[Start of section]
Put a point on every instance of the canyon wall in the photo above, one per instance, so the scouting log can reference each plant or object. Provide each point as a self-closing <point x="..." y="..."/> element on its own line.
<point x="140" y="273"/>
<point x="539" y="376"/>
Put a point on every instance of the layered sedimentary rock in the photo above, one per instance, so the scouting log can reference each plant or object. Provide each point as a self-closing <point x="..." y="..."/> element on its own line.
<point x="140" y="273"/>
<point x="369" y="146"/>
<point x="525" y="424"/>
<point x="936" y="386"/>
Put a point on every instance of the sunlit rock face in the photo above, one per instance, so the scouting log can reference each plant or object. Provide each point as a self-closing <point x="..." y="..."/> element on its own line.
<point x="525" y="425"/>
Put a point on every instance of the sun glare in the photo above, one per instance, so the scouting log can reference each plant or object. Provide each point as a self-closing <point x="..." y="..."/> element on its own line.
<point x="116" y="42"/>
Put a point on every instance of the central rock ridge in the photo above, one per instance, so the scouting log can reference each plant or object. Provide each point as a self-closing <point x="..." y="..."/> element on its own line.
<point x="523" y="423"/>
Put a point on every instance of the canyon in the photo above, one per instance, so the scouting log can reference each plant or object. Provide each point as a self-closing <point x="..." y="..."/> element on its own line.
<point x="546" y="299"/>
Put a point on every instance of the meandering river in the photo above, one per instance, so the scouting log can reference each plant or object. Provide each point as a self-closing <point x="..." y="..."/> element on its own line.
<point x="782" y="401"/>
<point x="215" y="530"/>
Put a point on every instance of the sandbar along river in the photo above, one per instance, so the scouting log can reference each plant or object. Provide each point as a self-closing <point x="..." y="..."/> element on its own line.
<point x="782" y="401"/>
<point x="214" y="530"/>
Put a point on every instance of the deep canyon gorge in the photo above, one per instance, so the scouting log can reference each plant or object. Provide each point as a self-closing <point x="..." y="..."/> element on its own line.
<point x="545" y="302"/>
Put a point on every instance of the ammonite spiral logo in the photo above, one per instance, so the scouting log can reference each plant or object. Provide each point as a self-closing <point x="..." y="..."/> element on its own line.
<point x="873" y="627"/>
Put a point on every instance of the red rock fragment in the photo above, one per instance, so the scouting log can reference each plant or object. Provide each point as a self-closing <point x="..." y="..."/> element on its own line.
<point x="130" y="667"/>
[End of section]
* **TASK TO CARRY OUT**
Extract every record. Keep wording exact.

* **SOLUTION FOR THIS EXERCISE**
Put a point on every instance of the canyon wall in the photo above, one per instance, so the scouting log can reference each plant or object. Provide each point as a self-closing <point x="..." y="..."/> element on its own line.
<point x="140" y="273"/>
<point x="539" y="376"/>
Put a point on every instance of the layered sedimentary rock in the photo above, one per instance, so the scouting log can reference each plant or object. Provide each point as a self-closing <point x="..." y="..."/> element on its own line.
<point x="140" y="273"/>
<point x="369" y="146"/>
<point x="525" y="424"/>
<point x="936" y="386"/>
Put a point on every instance of the sunlit rock face in the photo above, one per instance, so the scouting log can reference each plant or object. Provide each point as a self-closing <point x="..." y="..."/> element on its own line.
<point x="525" y="425"/>
Put a point on every instance of the sun glare in the photo above, one per instance, so the scouting log can reference each plant or object. Provide each point as a self-closing <point x="..." y="..."/> element on its own line.
<point x="116" y="42"/>
Put a point on every instance of the central rock ridge in the photo above, one per instance, so the scouting log can reference each plant or object. Provide each point as a self-closing <point x="..." y="..."/> element on its own line.
<point x="523" y="423"/>
Put a point on every instance of the canyon in the photo above, one per instance, so the scouting log can reference each plant or object. Provide each point as a self-closing <point x="..." y="..."/> element on its own line.
<point x="546" y="299"/>
Put a point on every instance of the meandering river in the photo above, one per instance, so the scouting log can reference each plant or object. Provide each point as a self-closing <point x="..." y="..."/> element on its own line.
<point x="782" y="401"/>
<point x="215" y="530"/>
Put a point on every instance of the sandbar along river in the photo above, one per instance, so the scouting log can reference each plant or object. Provide each point as a self-closing <point x="..." y="..."/> element on its own line.
<point x="782" y="401"/>
<point x="214" y="530"/>
Put a point on every instance of the deep canyon gorge in the photo above, one per instance, so the scouting log can reference each plant or object. Provide each point as a self-closing <point x="..." y="..."/> element on its own line.
<point x="545" y="302"/>
Put a point on every instance of the ammonite spiral logo in the photo above, one per instance, so the scouting log can reference each plant or object. Provide each point as a self-closing <point x="..." y="..."/> element on its own line.
<point x="873" y="627"/>
Put a point on every instance of the red rock fragment in the photo above, one per instance, so the scouting log can reference each plant or object. Provide each point as a self-closing <point x="..." y="..."/> element on its own line.
<point x="130" y="667"/>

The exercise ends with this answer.